*JOB*
Output only the lines that run from the line holding "Where can the concrete" to the end of the entries, both ends included, and skip the pictures.

┌─ DATA TO USE

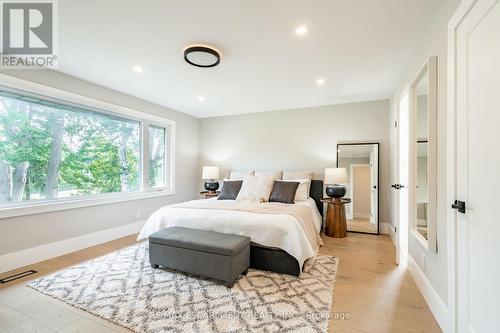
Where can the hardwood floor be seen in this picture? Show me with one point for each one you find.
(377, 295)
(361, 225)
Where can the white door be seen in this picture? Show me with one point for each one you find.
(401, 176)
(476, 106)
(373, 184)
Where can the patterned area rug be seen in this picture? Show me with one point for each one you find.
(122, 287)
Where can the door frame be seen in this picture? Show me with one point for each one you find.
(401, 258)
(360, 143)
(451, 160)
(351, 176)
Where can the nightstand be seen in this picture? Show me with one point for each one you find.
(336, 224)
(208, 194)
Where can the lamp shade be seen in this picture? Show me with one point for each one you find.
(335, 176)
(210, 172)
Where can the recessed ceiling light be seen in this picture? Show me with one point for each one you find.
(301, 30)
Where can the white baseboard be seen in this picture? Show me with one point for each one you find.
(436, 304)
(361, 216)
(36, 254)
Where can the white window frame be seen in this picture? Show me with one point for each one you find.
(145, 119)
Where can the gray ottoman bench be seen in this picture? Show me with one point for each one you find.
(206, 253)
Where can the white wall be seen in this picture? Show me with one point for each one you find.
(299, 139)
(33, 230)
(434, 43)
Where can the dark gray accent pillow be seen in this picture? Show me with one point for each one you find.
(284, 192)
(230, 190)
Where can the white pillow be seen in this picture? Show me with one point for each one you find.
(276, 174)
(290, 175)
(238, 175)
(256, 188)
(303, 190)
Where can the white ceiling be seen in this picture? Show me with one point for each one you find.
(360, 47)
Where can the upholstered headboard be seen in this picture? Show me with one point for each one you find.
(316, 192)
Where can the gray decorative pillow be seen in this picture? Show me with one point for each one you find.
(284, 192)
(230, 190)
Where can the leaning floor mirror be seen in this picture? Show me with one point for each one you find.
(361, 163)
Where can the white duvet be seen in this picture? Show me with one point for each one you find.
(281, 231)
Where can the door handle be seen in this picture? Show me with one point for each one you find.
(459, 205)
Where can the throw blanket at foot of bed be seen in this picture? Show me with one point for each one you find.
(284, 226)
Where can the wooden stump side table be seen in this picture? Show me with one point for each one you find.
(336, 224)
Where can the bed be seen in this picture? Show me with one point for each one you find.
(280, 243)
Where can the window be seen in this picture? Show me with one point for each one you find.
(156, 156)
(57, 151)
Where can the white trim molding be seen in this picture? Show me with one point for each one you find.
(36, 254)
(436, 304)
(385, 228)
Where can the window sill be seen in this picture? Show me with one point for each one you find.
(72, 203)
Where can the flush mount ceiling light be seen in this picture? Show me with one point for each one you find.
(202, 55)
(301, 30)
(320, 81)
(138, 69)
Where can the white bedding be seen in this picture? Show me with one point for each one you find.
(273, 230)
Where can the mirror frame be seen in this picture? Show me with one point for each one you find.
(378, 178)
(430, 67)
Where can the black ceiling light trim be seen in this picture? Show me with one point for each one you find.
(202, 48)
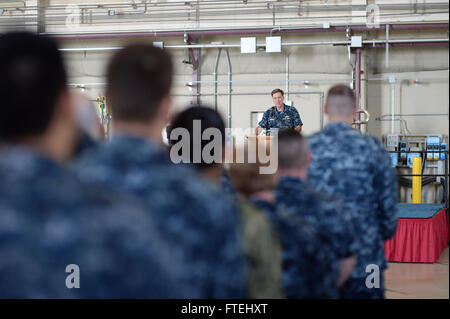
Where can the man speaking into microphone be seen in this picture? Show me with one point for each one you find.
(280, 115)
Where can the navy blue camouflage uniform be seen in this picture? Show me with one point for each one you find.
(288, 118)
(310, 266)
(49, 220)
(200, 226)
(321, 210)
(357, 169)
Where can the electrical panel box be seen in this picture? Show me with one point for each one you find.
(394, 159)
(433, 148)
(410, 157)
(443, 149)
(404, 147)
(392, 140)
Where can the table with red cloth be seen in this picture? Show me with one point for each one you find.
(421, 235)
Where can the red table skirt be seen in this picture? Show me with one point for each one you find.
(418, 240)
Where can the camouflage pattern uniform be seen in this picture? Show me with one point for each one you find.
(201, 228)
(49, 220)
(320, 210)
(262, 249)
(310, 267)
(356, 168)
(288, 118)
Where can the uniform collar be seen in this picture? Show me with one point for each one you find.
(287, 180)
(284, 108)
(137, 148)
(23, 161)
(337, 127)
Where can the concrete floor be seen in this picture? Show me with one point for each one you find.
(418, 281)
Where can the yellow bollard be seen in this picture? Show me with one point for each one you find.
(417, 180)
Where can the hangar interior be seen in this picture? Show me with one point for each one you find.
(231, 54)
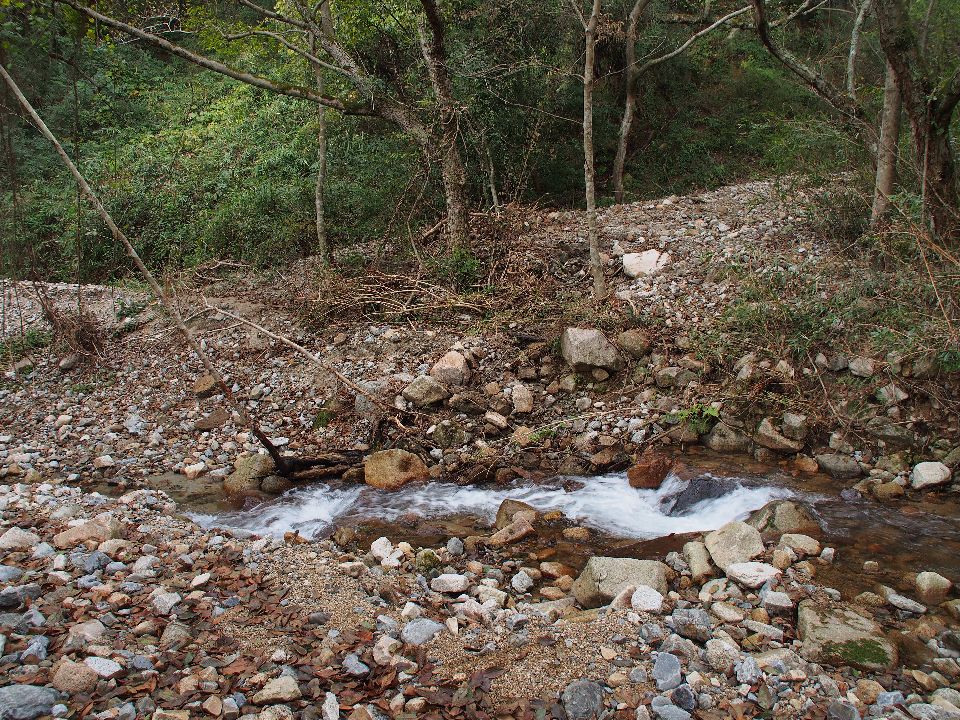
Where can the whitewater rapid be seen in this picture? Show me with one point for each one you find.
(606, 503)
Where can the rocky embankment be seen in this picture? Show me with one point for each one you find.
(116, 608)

└─

*WRITTEN SOLUTION*
Where can the concrete floor be seen in this picture? Show me with one point for each one you find.
(418, 281)
Where can the yellow bollard be seen in this picture? Show me with one point for each one you find.
(417, 180)
Where can the hangar interior be seen in this picture? Show me with one point for each one you find.
(231, 54)
Where can the whitewater rapid be seen in this picture? Show me with one point for each one you find.
(606, 503)
Where can the rocky embankment be seen in this picture? Show me with one point for each one you find.
(116, 608)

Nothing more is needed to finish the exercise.